■ YOUR OBJECTIVE
Every record is to be returned as written, with no omissions.

■ INPUT FOR THIS TASK

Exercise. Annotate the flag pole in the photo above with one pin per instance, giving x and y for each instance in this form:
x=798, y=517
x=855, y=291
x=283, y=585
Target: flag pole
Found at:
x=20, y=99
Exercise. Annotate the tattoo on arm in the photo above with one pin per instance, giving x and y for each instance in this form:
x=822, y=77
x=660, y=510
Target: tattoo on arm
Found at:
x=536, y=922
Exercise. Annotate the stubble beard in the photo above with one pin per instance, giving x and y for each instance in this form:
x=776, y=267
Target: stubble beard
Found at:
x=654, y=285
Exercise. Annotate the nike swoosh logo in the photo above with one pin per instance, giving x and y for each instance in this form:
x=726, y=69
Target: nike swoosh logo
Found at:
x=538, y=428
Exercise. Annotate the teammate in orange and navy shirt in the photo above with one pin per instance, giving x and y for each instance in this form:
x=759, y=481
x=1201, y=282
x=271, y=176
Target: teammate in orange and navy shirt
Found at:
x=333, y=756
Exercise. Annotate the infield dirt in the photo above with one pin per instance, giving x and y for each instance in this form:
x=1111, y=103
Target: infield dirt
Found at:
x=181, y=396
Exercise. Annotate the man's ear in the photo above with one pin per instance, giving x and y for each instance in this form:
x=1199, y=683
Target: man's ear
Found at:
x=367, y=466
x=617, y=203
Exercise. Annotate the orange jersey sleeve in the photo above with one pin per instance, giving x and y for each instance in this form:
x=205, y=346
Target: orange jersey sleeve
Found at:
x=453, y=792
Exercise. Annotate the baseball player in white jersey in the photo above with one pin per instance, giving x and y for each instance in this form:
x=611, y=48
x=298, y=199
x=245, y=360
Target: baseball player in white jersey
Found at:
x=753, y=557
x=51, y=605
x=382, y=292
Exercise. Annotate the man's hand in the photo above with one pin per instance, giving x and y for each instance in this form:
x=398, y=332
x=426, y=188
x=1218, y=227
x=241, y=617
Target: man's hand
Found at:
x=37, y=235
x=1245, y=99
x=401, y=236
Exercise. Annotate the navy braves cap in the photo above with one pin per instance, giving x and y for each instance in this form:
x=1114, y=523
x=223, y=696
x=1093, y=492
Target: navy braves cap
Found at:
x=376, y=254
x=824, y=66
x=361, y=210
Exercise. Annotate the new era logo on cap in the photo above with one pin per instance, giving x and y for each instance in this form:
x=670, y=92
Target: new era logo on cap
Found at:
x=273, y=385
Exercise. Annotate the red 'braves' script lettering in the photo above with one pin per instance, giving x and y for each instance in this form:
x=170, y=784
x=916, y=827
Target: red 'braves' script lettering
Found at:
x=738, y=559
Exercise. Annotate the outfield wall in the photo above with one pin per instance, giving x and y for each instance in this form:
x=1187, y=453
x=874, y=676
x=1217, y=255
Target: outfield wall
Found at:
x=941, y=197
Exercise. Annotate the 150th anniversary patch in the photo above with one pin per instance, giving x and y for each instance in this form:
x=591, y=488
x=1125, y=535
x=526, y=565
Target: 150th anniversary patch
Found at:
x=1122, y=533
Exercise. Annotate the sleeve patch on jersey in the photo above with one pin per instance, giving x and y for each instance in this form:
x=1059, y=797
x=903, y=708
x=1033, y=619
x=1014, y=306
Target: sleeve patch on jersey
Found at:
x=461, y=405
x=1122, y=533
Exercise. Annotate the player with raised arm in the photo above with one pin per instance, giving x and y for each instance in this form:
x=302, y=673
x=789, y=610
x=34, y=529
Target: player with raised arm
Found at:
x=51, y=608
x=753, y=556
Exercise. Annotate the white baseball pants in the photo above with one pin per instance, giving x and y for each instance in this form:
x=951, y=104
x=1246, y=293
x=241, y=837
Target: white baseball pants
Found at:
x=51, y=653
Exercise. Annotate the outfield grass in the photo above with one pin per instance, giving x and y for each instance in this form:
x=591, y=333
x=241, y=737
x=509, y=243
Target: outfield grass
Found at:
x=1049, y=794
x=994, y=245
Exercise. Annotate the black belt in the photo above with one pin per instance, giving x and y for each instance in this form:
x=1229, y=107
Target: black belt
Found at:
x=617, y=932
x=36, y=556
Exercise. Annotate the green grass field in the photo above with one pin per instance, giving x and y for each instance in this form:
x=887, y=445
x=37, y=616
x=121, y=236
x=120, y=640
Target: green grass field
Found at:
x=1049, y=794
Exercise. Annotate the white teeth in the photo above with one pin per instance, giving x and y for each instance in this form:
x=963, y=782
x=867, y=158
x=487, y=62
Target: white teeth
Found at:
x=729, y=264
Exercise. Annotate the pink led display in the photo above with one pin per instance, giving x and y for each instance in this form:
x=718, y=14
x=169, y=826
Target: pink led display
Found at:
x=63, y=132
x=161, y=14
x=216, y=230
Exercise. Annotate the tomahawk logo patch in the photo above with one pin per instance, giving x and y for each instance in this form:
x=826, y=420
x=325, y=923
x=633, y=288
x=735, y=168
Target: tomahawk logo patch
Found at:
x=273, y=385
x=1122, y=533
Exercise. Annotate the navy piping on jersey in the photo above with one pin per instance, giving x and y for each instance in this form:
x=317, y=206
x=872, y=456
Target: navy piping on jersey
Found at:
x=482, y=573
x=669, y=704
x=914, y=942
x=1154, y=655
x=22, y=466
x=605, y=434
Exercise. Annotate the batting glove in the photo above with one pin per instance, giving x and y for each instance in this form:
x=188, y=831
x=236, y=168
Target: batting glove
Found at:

■ RESPONSE TO THIS TASK
Exercise. Annotate the flag pole in the photo above with one pin per instance, giving x and y for each instance in this form:
x=798, y=517
x=855, y=291
x=283, y=585
Target: flag pole
Found at:
x=20, y=99
Exercise. Annotate the tattoo on arm in the photo above with one pin per instance, giving x and y for each instance in this form:
x=822, y=77
x=660, y=510
Target: tattoo on arm
Found at:
x=536, y=922
Exercise. Annotate the stubble beard in the photo above with one pin per instance, giving x and y for each instance in this form:
x=776, y=267
Target: stubble beard
Found at:
x=654, y=285
Exercise. Annotate the nike swoosh logo in the photo above with one pin per instance, giving x and y for each instance in this form:
x=726, y=69
Target: nike swoosh logo
Found at:
x=538, y=428
Exercise. Annotate the teammate in orange and navy shirt in the photo above with one pin per instance, giving x and y for each instance in this form:
x=759, y=481
x=1201, y=282
x=271, y=176
Target: teammate in orange and navy shirt
Found at:
x=333, y=756
Exercise. Annotate the infield dirt in the photo above with one pin per instance, giving x and y for each instance in this form:
x=1111, y=103
Target: infield dirt
Found at:
x=181, y=396
Exercise. Annotate the man's ear in the photo above with one pin per instance, giving x and y for each instance in this form:
x=1199, y=683
Target: man's ear
Found at:
x=367, y=466
x=617, y=203
Exercise. Annotate the orange jersey sleeve in the photo above with one pin per instance, giving x and y for each instance in this form:
x=205, y=346
Target: orange jersey sleeve
Found at:
x=453, y=792
Exercise. Annotate the baseball player in white jersey in the photo above with one pin per instance, giving x and y for each instance in this form:
x=611, y=48
x=298, y=199
x=245, y=360
Target: baseball player in white jersey
Found at:
x=753, y=557
x=51, y=605
x=382, y=292
Exercise. Annotate the man's hand in the photo above with one pin per instance, giving x and y for each instance in this form:
x=398, y=332
x=426, y=188
x=1218, y=227
x=241, y=617
Target: man's hand
Found at:
x=37, y=235
x=1245, y=99
x=401, y=236
Exercise. Annotate the navy braves cap in the photo above with one pin per instance, giving x and y for each instance in this form:
x=1114, y=523
x=223, y=696
x=1093, y=492
Target: navy braves cap
Found at:
x=376, y=254
x=824, y=66
x=361, y=210
Exercise. Annotate the new era logo on cap in the photo above with one pin per instance, giving x and y for each instance in this form:
x=670, y=92
Target: new era logo on cap
Found at:
x=273, y=385
Exercise. Annotate the red 'braves' script lettering in the photo above with one pin per instance, giving x and y for each instance in this form:
x=170, y=784
x=916, y=827
Target: red 'braves' script lettering
Found at:
x=738, y=559
Exercise. Annotate the outfield wall in the photo above with one pin per instance, giving x and y for each instance in this form:
x=1187, y=453
x=874, y=676
x=1217, y=255
Target: outfield wall
Found at:
x=941, y=197
Exercise. Annotate the 150th anniversary patch in the photo above with one pin per instance, giving x and y for each instance in this form:
x=591, y=488
x=1125, y=535
x=526, y=565
Target: 150th anniversary patch
Found at:
x=1122, y=533
Exercise. Annotate the sleeve patch on jersey in the photo above with one pin per instance, giving x and y for each instance in this form:
x=1059, y=797
x=903, y=708
x=1033, y=619
x=1014, y=306
Target: sleeve patch on jersey
Found at:
x=461, y=405
x=1122, y=533
Exercise. Annotate the player with raised arm in the photo above with one pin per instance, giving x and y for each instance in this form:
x=302, y=673
x=789, y=610
x=34, y=529
Target: player with raised arm
Found at:
x=51, y=608
x=753, y=556
Exercise. Annotate the white baseball pants in the photo above with one pin per instance, giving x and y for each instance in this form:
x=951, y=104
x=1246, y=293
x=241, y=837
Target: white baseball pants
Found at:
x=51, y=653
Exercise. Annotate the outfield grass in the photo above with one pin per instance, giving x and y for each instance in this form:
x=591, y=333
x=241, y=737
x=509, y=243
Target: outfield grass
Found at:
x=1049, y=794
x=994, y=245
Exercise. Annotate the black belt in the photo above with one pin per instance, giving x and y for each instance in this form:
x=1229, y=107
Target: black belt
Found at:
x=617, y=932
x=36, y=556
Exercise. Annotate the green grass field in the photo above with one pin per instance, giving x and y for each instance in this form:
x=887, y=445
x=37, y=616
x=121, y=236
x=120, y=640
Target: green grass field
Found at:
x=1049, y=794
Exercise. Annotate the white teeth in the photo above with one pin per instance, giving x and y for each instance in this form:
x=963, y=782
x=867, y=158
x=487, y=62
Target: white teeth
Found at:
x=729, y=264
Exercise. Annotate the pink led display in the photo above with one pin per instance, giving x and y for each instance in this form:
x=718, y=14
x=169, y=826
Target: pink led display
Found at:
x=63, y=132
x=161, y=14
x=216, y=230
Exercise. Annotate the tomahawk logo patch in the photo above with one pin per instance, giving x and y for each instance in this form:
x=826, y=420
x=325, y=923
x=633, y=288
x=735, y=168
Target: tomahawk logo patch
Found at:
x=273, y=385
x=1122, y=533
Exercise. Annotate the navy piping on jersey in the photo above with one pin per instance, giving x and y for each instance in this form:
x=317, y=206
x=872, y=456
Target: navy piping on jersey
Found at:
x=482, y=573
x=669, y=704
x=914, y=942
x=1154, y=655
x=22, y=466
x=605, y=434
Exercise. Annotate the batting glove in the photo above with one pin per instance, giving x and y for each instance in this form:
x=188, y=831
x=236, y=168
Target: batting glove
Found at:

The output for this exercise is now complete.